• [WORK INSTRUCTIONS] What is needed is an exact copy of the data below, pictures excluded.

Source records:
######

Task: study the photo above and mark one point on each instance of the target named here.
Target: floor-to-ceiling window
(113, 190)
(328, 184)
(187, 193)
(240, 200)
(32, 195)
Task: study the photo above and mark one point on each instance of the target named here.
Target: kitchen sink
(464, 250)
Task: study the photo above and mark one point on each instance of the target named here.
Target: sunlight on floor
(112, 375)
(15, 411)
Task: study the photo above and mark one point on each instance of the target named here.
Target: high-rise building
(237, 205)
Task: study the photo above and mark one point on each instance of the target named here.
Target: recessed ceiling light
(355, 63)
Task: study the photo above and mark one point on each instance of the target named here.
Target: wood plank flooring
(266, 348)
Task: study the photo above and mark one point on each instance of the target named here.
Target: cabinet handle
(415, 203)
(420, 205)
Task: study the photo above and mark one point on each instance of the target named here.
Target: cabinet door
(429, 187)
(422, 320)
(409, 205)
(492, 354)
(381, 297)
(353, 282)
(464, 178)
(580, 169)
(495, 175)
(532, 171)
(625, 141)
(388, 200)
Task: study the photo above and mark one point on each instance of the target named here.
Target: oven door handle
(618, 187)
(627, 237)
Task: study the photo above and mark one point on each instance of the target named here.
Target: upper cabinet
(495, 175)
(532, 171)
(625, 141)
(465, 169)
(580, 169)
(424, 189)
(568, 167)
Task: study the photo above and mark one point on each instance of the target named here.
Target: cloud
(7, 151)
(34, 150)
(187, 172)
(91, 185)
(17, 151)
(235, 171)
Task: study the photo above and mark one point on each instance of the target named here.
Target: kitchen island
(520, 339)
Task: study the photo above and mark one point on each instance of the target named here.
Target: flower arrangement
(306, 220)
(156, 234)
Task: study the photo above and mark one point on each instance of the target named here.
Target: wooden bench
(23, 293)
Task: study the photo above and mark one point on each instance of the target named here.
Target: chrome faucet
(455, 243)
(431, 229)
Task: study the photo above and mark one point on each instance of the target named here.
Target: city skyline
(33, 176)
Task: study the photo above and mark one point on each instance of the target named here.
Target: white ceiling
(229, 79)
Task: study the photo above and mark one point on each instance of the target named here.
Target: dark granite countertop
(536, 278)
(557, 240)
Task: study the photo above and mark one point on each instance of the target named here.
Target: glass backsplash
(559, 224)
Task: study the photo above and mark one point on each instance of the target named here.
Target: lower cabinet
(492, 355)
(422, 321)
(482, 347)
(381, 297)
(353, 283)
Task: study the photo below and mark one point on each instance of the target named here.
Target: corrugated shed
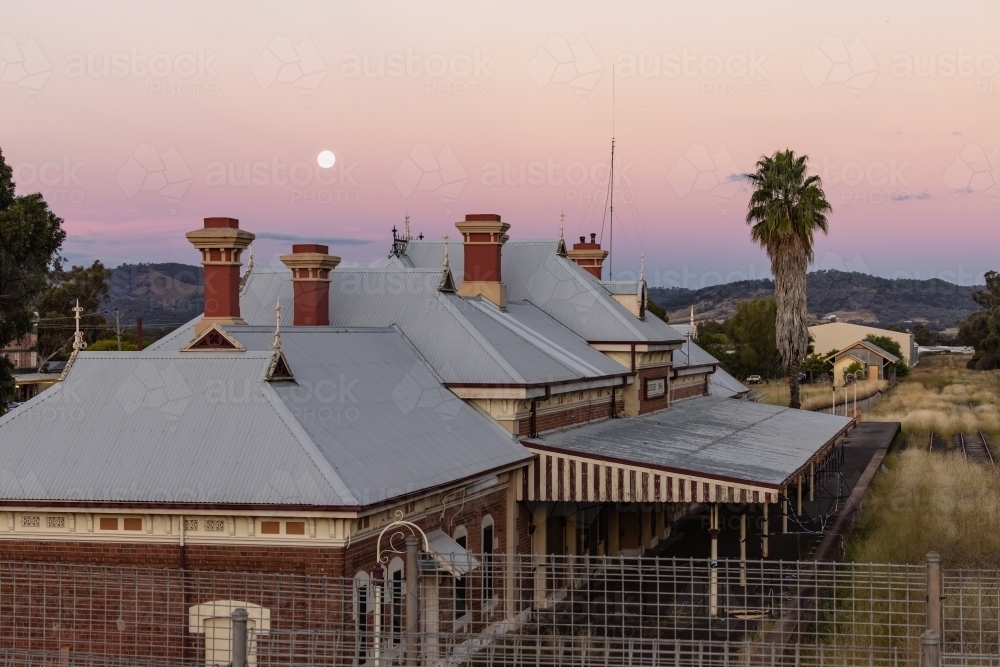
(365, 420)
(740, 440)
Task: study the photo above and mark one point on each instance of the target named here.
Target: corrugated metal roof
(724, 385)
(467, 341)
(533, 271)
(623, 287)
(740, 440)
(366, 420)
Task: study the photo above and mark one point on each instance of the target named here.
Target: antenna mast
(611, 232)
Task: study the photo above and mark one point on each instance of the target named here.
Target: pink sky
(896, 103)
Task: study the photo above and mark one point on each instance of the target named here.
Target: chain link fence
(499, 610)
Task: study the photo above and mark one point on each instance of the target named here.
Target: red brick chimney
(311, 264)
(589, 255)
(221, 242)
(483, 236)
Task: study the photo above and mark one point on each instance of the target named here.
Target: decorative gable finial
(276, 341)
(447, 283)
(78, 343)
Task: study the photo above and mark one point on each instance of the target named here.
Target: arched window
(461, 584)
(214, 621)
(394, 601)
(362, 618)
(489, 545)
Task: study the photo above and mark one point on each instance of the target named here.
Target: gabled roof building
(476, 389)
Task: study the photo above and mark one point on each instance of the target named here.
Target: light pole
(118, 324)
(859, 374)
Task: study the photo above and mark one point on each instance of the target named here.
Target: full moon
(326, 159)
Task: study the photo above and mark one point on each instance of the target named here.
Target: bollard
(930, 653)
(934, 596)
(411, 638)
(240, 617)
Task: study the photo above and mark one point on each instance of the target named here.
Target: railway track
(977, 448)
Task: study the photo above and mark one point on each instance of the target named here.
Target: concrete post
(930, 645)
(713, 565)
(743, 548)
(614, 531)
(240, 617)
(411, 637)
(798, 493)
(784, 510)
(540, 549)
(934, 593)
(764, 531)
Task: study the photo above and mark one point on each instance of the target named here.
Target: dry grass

######

• [EXERCISE RESULT]
Task: study the photo above and mark one point on each instance of the target named here.
Target: floor-to-ceiling window
(113, 190)
(328, 184)
(187, 193)
(240, 200)
(32, 195)
Task: study the photo above and mark one point on each instance of the target named here.
Target: kitchen sink
(464, 250)
Task: study the photo above and mark one point on each instance of the target named here.
Target: sunlight on floor
(112, 375)
(15, 411)
Task: study the photo above and mark one point on each instance of the target named here.
Target: high-rise building
(237, 205)
Task: study the photo above and mark one point on each instance of the target named here.
Target: recessed ceiling light
(355, 63)
Task: study the photo above and mark one point on each instance of the target named here.
Target: wood plank flooring
(266, 348)
Task: study the photo above and mark one point on each instance of the target named here.
Target: cabinet handle
(415, 203)
(420, 205)
Task: study the photo above and mark one point on each instance of the target named here.
Target: cabinet door
(429, 187)
(422, 320)
(409, 205)
(492, 354)
(381, 297)
(353, 282)
(464, 178)
(580, 169)
(495, 175)
(532, 171)
(625, 141)
(388, 200)
Task: study the photo above and mark one point on each instance of the target named here.
Target: oven door handle
(618, 187)
(627, 237)
Task: study the photo above and mark one point on each instance of the target named here.
Target: upper cabinet
(495, 175)
(532, 171)
(625, 141)
(465, 169)
(580, 169)
(424, 189)
(568, 167)
Task: study the photo above and mark one point on each instance of the target named here.
Target: cloud
(7, 151)
(34, 150)
(187, 172)
(91, 185)
(17, 151)
(235, 171)
Task: study the photo above and mark one point on each instance of the target named here.
Target: kitchen island
(520, 339)
Task: study the photo above and mark one point on each instance of the target named here.
Target: flower arrangement
(306, 220)
(156, 234)
Task: study the photo above and mark one point on each instance of the target named here.
Target: wooden bench
(23, 293)
Task: study the photo above and mark one point on each instance of the target named here.
Target: chrome faucet
(455, 243)
(431, 229)
Task: study the photo above and mark one point on each instance of the target named here.
Target: city skyline
(33, 176)
Task: study the photo above and mark one point on each instance of the target named here.
Target: white ceiling
(229, 79)
Task: study the photo above and mark one point on each instance of the target named here.
Target: dark granite countertop
(536, 278)
(557, 240)
Task: study the photo above and mark one point on each instance of the target named here.
Target: glass backsplash
(559, 224)
Task: study the photo above and mark one point on each instance of the target named here.
Target: lower cabinet
(492, 355)
(422, 321)
(482, 347)
(381, 297)
(353, 283)
Task: study the photo below and mark one point on each instance of the target named here.
Target: corrugated shed
(365, 420)
(740, 440)
Task: study the photo above and mark one point on each instance of the target named here.
Target: corrugated metal roof
(724, 385)
(467, 341)
(533, 271)
(623, 287)
(740, 440)
(366, 420)
Task: study the photo above and mark one point on each instance of the target named here.
Target: antenna mast
(611, 232)
Task: study the photo above and mark one point on each instance of the target named here.
Target: pink sky
(896, 103)
Task: study the photo above and mark one point on each instance of the target named here.
Target: chain link fence
(499, 610)
Task: study the photo above and mark one point on each instance of the target named here.
Target: red brick chimney
(311, 264)
(589, 255)
(221, 242)
(483, 236)
Task: study the photo above and mark one point on each instance of the target named here.
Target: decorative gable finial
(276, 341)
(447, 283)
(78, 343)
Task: study the photo above and mark one point on each instance of the target named here.
Target: arched window
(461, 584)
(214, 621)
(394, 601)
(362, 618)
(489, 545)
Task: study the photo above and mark one point on each instance of the target named here.
Target: gabled roof building
(476, 389)
Task: study the photo above and mark one point on each instance of the target named here.
Target: light pole
(118, 324)
(859, 374)
Task: study the photo above and mark one point on each instance of the target named here.
Target: full moon
(326, 159)
Task: study the photo above and mark one point on each instance of the target named here.
Target: bollard
(930, 653)
(934, 596)
(411, 638)
(240, 617)
Task: study the photo above and mark one point on each instance of the target named here.
Target: railway track
(977, 448)
Task: study the photo above and mark one point on each instance of the target named here.
Target: concrete post
(930, 645)
(713, 565)
(743, 548)
(614, 531)
(240, 617)
(411, 637)
(798, 493)
(784, 510)
(540, 549)
(934, 593)
(764, 531)
Task: study the photo above and mark one point on each instance of the target named here.
Target: dry grass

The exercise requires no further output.